#### Exercise goal:
Begin at the line that contains "Each instance of the powder" and stop after the end of the records, rewriting every line with the requests included. Scale each point coordinate in the answers (not those in the requests or their format samples) by 1.9, round to whole numbers with halves going up, and leave the pictures out.

#### Record list:
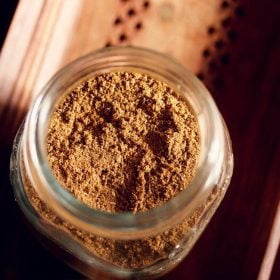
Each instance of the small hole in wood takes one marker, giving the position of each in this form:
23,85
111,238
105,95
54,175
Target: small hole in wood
225,59
225,4
146,4
138,25
206,53
239,11
226,22
219,44
118,21
122,37
212,65
232,35
131,12
211,30
200,76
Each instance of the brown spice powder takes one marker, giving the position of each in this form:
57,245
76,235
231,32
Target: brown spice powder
123,142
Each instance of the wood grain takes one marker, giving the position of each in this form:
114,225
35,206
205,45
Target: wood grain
235,49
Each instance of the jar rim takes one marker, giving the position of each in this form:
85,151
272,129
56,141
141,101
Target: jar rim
125,224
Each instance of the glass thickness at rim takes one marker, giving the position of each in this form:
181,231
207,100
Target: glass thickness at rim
126,224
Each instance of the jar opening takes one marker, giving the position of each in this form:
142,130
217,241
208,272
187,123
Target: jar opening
124,225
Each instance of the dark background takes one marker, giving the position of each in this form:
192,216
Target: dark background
246,88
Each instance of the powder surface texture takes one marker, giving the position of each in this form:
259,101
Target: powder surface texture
123,141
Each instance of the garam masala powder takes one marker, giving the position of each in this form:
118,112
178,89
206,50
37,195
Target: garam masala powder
122,141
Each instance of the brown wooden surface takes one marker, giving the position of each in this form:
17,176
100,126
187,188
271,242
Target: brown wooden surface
232,45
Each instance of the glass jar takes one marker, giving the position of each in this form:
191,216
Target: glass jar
123,245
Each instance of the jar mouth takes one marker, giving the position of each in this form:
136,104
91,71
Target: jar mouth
125,224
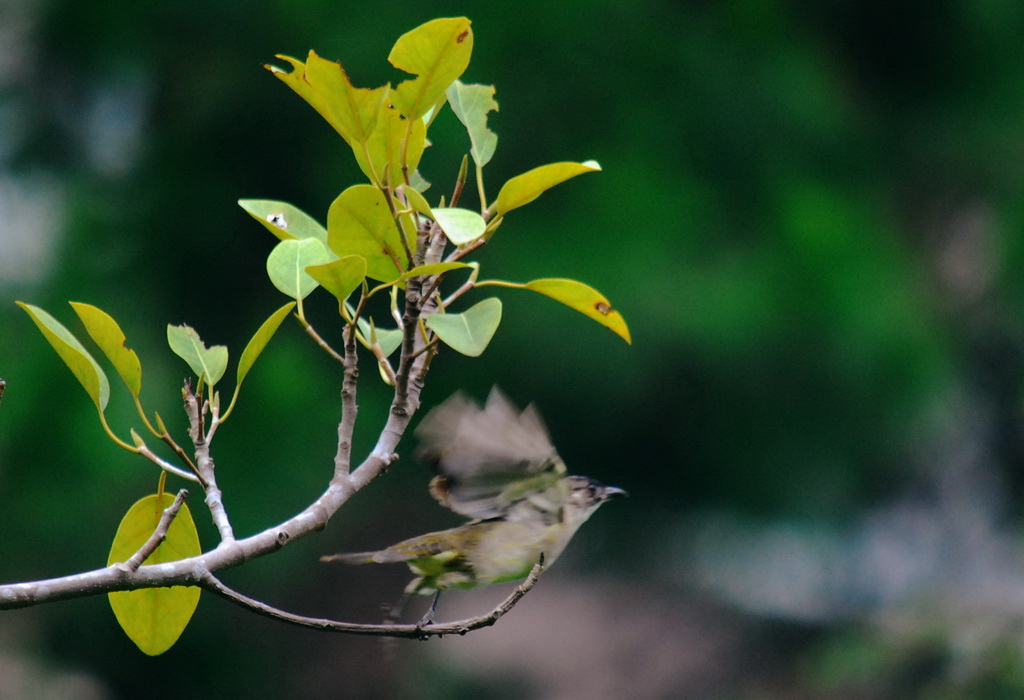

#### Reply to the exercise:
Each instance of the powder surface texture takes one marker, giving the position of each in this form:
259,101
Target: powder surface texture
234,268
Each instance of the garam masala powder takes one marker, giving the position of each in this form:
118,112
178,89
206,50
37,195
Target: garam masala powder
232,268
Each instance of the brown wooden surface takes one marker, giving the position of each in this form:
17,176
100,126
187,188
271,242
Target: brown wooden surface
441,86
Each instance of the glass jar takes one marker, giving the position of each in this form:
191,216
Target: glass jar
234,466
Each instance of the jar mouth takes one marker, giving the position of each in this form:
136,104
91,71
Target: jar mouth
238,426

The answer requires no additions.